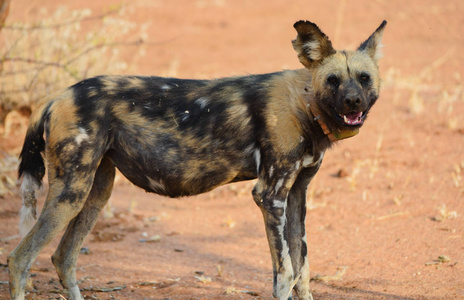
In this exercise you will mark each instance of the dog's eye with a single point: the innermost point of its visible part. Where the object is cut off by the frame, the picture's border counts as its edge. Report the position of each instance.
(333, 80)
(364, 78)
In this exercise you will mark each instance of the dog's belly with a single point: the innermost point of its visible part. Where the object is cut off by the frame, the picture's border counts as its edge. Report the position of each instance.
(176, 170)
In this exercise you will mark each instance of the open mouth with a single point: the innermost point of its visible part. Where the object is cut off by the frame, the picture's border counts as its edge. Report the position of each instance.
(352, 119)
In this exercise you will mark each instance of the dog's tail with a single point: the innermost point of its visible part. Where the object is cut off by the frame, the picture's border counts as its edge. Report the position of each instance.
(32, 168)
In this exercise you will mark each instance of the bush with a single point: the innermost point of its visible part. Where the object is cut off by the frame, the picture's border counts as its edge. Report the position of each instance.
(41, 58)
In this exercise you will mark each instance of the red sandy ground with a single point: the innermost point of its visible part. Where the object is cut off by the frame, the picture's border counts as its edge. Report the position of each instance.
(399, 207)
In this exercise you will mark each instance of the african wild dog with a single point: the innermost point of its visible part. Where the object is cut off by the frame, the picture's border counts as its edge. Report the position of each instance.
(179, 137)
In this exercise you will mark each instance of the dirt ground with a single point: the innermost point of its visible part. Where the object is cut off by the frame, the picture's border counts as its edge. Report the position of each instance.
(390, 227)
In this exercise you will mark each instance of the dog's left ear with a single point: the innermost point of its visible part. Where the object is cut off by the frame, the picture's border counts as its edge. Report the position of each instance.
(311, 44)
(373, 45)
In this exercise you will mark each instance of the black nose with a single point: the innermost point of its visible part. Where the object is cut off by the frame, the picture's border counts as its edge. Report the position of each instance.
(352, 101)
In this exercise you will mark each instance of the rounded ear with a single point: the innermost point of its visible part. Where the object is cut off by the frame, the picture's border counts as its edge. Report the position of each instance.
(373, 45)
(311, 44)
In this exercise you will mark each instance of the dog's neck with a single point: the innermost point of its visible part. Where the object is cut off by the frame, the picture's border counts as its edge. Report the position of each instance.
(335, 134)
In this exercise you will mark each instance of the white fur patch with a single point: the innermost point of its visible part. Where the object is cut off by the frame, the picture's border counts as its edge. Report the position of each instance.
(284, 279)
(27, 214)
(378, 51)
(157, 186)
(82, 136)
(74, 293)
(165, 87)
(307, 160)
(279, 184)
(271, 171)
(313, 49)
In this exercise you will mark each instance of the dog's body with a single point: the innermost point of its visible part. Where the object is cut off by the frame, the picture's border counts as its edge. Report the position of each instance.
(184, 137)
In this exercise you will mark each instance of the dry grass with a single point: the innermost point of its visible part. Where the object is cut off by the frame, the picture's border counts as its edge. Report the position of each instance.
(37, 59)
(40, 58)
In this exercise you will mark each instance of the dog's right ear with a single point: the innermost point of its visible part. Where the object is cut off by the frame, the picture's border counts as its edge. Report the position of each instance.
(311, 44)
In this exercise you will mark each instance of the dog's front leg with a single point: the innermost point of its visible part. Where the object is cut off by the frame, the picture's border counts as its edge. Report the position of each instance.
(271, 196)
(296, 231)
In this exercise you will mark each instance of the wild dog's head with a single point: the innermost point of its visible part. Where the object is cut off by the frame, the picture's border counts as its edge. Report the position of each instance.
(345, 83)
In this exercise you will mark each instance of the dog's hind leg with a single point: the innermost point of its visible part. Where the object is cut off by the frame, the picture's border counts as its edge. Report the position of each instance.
(65, 256)
(296, 231)
(69, 187)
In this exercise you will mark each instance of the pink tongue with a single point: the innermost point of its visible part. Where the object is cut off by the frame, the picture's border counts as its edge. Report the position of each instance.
(353, 118)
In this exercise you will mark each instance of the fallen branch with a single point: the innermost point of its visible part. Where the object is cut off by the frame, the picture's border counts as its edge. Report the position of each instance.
(104, 289)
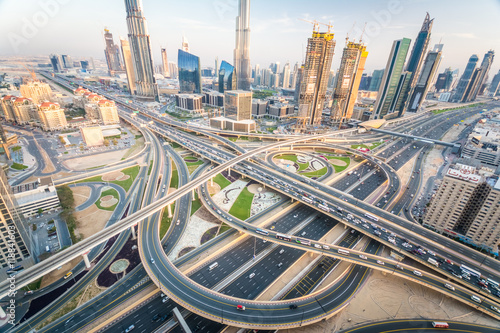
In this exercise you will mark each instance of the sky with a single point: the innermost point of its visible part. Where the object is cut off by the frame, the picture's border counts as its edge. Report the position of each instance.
(42, 27)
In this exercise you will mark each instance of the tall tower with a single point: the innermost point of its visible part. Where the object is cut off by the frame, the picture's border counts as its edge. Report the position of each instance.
(164, 61)
(112, 53)
(242, 48)
(391, 84)
(319, 55)
(415, 63)
(129, 66)
(465, 79)
(351, 69)
(140, 47)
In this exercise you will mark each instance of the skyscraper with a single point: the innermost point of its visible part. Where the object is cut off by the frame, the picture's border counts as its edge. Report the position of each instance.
(465, 79)
(112, 53)
(129, 66)
(319, 56)
(189, 73)
(242, 48)
(140, 46)
(414, 64)
(392, 82)
(425, 80)
(164, 62)
(345, 93)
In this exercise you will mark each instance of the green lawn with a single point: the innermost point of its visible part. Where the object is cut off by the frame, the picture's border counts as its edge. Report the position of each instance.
(242, 205)
(317, 173)
(222, 181)
(111, 192)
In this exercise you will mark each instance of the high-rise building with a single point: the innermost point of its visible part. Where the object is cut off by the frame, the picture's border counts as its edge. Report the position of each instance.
(318, 63)
(57, 63)
(238, 105)
(140, 47)
(390, 87)
(494, 88)
(377, 77)
(414, 64)
(128, 61)
(242, 48)
(466, 206)
(164, 62)
(15, 241)
(112, 53)
(465, 79)
(425, 80)
(349, 75)
(189, 73)
(67, 62)
(228, 78)
(36, 90)
(51, 116)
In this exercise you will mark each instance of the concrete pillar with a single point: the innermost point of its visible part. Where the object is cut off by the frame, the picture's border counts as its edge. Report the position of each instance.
(86, 260)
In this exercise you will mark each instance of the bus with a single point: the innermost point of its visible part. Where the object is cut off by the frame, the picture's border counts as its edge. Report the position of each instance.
(371, 217)
(470, 271)
(440, 324)
(323, 207)
(303, 241)
(283, 237)
(262, 232)
(309, 201)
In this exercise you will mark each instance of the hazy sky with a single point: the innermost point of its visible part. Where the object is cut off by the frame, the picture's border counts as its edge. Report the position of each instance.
(74, 27)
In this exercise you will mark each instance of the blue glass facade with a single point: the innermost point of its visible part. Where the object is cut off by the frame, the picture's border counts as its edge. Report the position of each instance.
(227, 77)
(189, 73)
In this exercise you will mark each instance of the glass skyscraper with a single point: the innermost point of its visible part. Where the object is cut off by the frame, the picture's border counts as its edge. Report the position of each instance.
(227, 77)
(189, 73)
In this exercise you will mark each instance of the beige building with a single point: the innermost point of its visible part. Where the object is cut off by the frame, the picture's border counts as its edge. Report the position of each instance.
(38, 91)
(467, 206)
(108, 112)
(52, 116)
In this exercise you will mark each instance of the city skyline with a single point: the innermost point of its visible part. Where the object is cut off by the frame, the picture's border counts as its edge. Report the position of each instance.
(210, 29)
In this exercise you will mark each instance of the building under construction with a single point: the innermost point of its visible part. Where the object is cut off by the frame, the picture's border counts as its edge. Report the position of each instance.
(349, 76)
(314, 81)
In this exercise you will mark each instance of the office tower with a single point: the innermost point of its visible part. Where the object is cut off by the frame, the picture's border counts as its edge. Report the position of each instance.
(228, 78)
(390, 85)
(425, 80)
(185, 44)
(38, 91)
(480, 78)
(414, 64)
(238, 105)
(494, 88)
(67, 62)
(112, 53)
(377, 77)
(319, 55)
(128, 61)
(51, 116)
(140, 47)
(108, 113)
(57, 63)
(242, 48)
(174, 72)
(15, 241)
(286, 76)
(465, 79)
(349, 75)
(189, 73)
(164, 62)
(466, 206)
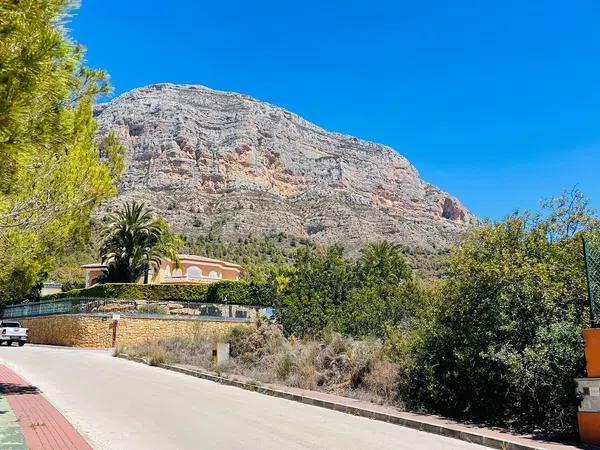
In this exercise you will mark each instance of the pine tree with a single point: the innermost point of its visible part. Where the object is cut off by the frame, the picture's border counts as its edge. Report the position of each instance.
(51, 175)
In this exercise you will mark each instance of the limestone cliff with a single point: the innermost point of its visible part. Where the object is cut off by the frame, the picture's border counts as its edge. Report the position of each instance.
(209, 160)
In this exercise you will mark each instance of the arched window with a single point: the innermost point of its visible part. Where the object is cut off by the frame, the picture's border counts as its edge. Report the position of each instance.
(194, 272)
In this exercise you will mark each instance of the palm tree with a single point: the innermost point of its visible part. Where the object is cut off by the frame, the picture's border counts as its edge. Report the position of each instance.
(133, 242)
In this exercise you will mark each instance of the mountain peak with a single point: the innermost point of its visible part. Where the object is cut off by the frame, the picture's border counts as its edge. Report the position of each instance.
(233, 165)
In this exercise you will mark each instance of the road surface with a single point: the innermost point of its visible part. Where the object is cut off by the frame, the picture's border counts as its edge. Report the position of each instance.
(118, 404)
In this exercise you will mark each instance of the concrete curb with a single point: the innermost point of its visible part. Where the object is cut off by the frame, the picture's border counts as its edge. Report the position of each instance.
(457, 432)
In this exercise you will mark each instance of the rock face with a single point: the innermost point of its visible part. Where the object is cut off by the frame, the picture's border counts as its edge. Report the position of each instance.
(232, 165)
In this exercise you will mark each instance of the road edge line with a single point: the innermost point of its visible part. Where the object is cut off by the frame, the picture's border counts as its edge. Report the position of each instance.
(439, 429)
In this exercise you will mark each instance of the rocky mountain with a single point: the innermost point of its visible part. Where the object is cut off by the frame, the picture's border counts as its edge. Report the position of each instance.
(225, 163)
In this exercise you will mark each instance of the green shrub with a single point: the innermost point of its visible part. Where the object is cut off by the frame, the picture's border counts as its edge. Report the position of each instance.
(236, 292)
(501, 341)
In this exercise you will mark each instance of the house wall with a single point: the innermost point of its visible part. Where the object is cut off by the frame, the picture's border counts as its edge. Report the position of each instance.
(93, 331)
(202, 271)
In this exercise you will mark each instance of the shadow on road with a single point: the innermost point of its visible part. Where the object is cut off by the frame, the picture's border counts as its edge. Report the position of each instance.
(17, 389)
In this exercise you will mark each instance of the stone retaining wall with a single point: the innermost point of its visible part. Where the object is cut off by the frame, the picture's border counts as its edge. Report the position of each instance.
(81, 330)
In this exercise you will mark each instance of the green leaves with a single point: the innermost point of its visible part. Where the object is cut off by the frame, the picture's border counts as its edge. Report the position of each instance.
(365, 297)
(133, 242)
(501, 341)
(51, 176)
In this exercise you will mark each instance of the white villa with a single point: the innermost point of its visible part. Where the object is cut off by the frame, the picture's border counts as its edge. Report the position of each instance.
(192, 270)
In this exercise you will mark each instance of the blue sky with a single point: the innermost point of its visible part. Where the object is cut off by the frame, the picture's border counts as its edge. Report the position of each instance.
(495, 102)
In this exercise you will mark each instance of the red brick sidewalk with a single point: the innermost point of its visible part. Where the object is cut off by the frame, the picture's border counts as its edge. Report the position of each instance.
(41, 424)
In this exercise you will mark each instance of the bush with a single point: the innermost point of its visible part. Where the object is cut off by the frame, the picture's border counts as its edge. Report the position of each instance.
(501, 341)
(236, 292)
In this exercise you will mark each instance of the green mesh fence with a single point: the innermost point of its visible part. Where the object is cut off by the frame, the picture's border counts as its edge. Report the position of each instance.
(591, 251)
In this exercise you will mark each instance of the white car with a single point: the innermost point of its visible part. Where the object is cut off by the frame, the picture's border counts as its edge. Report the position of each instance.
(12, 332)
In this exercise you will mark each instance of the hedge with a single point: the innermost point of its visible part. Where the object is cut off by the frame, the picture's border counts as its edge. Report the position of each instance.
(235, 292)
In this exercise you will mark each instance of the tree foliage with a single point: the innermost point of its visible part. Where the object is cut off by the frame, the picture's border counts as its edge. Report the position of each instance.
(326, 291)
(501, 340)
(51, 176)
(133, 242)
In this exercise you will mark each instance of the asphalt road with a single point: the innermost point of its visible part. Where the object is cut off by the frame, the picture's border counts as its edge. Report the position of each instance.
(118, 404)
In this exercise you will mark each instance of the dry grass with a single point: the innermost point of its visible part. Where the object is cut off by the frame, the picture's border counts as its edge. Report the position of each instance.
(333, 364)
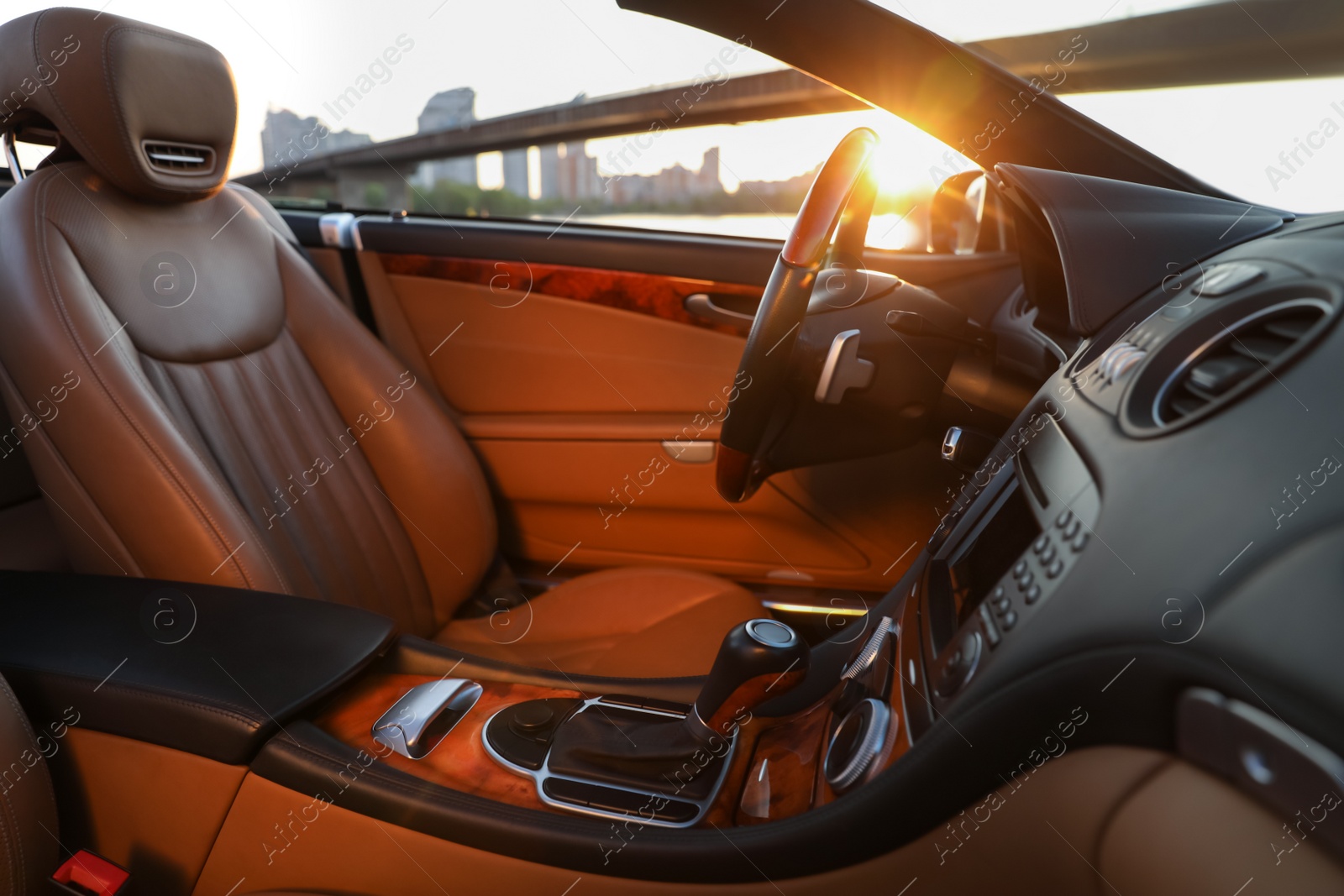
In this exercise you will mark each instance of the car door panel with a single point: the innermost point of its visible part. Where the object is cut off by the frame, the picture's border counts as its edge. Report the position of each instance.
(569, 356)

AIM OF THE TASK:
Here, the lines to copy run from the one containing "In this exercise you will mark each instance of the car" to the final line of the listing; copy them exactly and nothing else.

TASK SOLUTION:
In this exercise you will mark each instance of the car door panel with a single point: the innermost point of its visible part. Where the object is cut off by the frame, the picture's border counts as its edge. Report the position of each instance.
(569, 356)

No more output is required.